(Rows from a data collection)
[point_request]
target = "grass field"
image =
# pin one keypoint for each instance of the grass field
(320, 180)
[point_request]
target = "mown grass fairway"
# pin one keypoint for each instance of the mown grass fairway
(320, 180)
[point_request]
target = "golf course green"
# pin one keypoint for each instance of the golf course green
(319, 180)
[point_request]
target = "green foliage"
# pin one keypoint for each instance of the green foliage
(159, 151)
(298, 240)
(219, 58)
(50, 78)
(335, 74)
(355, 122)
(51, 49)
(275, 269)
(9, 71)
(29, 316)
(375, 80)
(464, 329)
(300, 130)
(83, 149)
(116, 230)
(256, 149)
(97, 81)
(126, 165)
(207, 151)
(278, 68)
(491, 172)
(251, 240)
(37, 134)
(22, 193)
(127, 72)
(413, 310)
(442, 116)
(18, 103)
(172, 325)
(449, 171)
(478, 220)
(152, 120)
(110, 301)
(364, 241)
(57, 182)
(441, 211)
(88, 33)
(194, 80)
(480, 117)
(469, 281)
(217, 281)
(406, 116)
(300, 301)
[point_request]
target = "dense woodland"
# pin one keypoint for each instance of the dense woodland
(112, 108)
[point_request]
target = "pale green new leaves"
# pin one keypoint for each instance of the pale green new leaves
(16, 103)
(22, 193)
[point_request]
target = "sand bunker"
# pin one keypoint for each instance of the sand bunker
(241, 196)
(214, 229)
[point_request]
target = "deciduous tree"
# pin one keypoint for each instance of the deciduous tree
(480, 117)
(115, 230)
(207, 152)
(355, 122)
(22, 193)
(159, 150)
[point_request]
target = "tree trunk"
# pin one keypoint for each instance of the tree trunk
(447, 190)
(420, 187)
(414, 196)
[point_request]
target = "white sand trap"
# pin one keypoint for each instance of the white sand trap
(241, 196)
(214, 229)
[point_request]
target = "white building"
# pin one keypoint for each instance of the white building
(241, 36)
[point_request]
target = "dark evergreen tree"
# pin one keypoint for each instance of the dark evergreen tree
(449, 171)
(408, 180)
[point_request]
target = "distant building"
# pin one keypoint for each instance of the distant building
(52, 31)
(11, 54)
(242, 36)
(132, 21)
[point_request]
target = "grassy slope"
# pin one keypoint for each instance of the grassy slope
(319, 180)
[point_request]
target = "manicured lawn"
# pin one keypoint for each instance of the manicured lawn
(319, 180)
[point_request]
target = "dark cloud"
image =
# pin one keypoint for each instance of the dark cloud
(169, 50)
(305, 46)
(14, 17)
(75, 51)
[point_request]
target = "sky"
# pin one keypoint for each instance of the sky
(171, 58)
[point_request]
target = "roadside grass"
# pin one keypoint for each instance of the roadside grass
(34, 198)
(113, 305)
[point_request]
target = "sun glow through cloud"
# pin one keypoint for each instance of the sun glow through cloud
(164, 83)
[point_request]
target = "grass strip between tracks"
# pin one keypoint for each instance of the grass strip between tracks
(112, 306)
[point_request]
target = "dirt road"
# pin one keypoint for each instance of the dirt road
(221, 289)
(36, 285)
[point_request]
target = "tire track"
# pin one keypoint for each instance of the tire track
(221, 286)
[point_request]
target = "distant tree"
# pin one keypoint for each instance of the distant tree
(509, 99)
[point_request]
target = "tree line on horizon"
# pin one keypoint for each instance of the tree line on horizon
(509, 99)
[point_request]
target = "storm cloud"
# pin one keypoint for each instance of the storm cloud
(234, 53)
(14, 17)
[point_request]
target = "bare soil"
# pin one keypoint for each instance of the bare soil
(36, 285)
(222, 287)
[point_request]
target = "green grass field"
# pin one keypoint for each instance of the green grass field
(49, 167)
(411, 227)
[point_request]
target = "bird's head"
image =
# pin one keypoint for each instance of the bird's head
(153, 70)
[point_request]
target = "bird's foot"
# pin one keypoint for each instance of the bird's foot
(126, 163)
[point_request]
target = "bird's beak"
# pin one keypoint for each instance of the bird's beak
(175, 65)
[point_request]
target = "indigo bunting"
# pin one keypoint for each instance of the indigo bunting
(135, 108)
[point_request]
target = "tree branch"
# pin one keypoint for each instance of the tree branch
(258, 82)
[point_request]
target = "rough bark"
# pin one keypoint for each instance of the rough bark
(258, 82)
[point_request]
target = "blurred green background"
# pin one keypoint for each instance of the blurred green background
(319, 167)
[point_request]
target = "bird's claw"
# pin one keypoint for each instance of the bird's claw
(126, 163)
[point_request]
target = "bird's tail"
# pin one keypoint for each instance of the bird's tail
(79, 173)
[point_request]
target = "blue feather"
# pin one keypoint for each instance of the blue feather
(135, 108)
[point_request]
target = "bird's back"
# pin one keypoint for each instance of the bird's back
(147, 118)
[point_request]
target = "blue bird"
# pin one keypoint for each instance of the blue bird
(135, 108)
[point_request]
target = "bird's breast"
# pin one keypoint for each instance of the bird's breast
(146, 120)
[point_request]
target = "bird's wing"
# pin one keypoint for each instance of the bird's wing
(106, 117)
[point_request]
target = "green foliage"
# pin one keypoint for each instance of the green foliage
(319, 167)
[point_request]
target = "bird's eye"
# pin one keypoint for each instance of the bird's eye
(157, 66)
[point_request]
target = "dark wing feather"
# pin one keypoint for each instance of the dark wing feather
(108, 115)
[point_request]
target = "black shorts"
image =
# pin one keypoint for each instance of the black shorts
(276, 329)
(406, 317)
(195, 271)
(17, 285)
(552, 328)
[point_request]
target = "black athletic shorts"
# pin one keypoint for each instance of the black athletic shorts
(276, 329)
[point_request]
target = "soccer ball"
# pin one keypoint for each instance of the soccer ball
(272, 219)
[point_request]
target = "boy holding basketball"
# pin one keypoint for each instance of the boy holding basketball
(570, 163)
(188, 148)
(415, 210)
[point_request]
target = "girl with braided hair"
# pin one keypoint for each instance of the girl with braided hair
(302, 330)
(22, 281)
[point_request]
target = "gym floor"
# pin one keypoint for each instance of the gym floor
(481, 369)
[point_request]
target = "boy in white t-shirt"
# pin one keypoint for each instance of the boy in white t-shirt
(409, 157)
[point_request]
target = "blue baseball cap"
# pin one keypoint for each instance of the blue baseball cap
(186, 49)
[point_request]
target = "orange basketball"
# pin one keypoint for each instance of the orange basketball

• **Your goal**
How many lines in the rows above contain the string "dirt"? Case counts, and the reply should be the number alone.

• **Correct result**
2